▶ Description of the task
Put the listing below into a Markdown table with two columns, Row and Line. Number each line in Row, put the line itself in Line, and skip any blank lines.

▶ Data in this exercise

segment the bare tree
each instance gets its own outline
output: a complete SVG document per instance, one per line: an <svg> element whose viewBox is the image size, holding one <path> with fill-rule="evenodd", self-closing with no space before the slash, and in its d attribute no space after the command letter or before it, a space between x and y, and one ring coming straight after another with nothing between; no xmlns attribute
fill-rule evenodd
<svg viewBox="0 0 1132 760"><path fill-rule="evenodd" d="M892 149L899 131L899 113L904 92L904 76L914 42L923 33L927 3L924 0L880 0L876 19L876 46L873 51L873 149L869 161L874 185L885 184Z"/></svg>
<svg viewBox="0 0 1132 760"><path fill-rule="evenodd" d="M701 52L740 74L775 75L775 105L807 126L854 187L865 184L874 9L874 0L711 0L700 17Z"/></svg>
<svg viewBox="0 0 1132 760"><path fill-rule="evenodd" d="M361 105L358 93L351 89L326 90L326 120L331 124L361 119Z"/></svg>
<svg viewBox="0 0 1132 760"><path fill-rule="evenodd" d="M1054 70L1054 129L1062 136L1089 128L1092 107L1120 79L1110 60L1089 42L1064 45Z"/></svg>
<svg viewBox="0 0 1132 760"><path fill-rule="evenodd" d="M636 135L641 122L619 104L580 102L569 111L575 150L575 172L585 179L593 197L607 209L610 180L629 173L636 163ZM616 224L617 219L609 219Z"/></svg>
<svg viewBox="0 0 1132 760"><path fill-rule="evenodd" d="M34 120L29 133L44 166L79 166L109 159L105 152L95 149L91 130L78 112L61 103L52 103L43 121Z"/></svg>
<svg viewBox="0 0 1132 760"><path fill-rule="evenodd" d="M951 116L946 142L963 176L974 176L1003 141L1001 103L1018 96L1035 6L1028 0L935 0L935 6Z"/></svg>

▶ Correct output
| Row | Line |
|---|---|
| 1 | segment the bare tree |
| 2 | each instance gets its own outline |
| 3 | output: a complete SVG document per instance, one per line: an <svg> element whose viewBox is the image size, holding one <path> with fill-rule="evenodd", self-closing with no space before the slash, and in its d attribute no space after the command letter or before it, a space between x and y, and one ring coming straight after another with nothing between; no xmlns attribute |
| 4 | fill-rule evenodd |
| 5 | <svg viewBox="0 0 1132 760"><path fill-rule="evenodd" d="M892 149L899 131L899 113L904 92L904 76L914 42L923 33L927 3L924 0L880 0L876 19L876 46L873 51L873 149L869 161L874 185L885 184Z"/></svg> |
| 6 | <svg viewBox="0 0 1132 760"><path fill-rule="evenodd" d="M701 52L740 74L775 75L775 105L807 126L854 187L865 184L874 9L874 0L711 0L700 17Z"/></svg> |
| 7 | <svg viewBox="0 0 1132 760"><path fill-rule="evenodd" d="M361 105L358 93L351 89L326 90L326 120L331 124L361 119Z"/></svg> |
| 8 | <svg viewBox="0 0 1132 760"><path fill-rule="evenodd" d="M1054 70L1054 129L1062 136L1089 128L1092 107L1120 79L1110 60L1089 42L1064 45Z"/></svg> |
| 9 | <svg viewBox="0 0 1132 760"><path fill-rule="evenodd" d="M636 135L641 122L619 104L580 102L569 111L575 150L575 172L585 179L593 197L607 209L610 180L629 173L636 163ZM616 224L617 219L609 219Z"/></svg> |
| 10 | <svg viewBox="0 0 1132 760"><path fill-rule="evenodd" d="M34 120L29 133L44 166L79 166L109 159L105 152L95 149L91 130L78 112L61 103L52 103L43 121Z"/></svg> |
| 11 | <svg viewBox="0 0 1132 760"><path fill-rule="evenodd" d="M951 116L946 142L963 176L974 176L1003 141L1001 103L1018 96L1035 6L1028 0L935 0L935 6Z"/></svg> |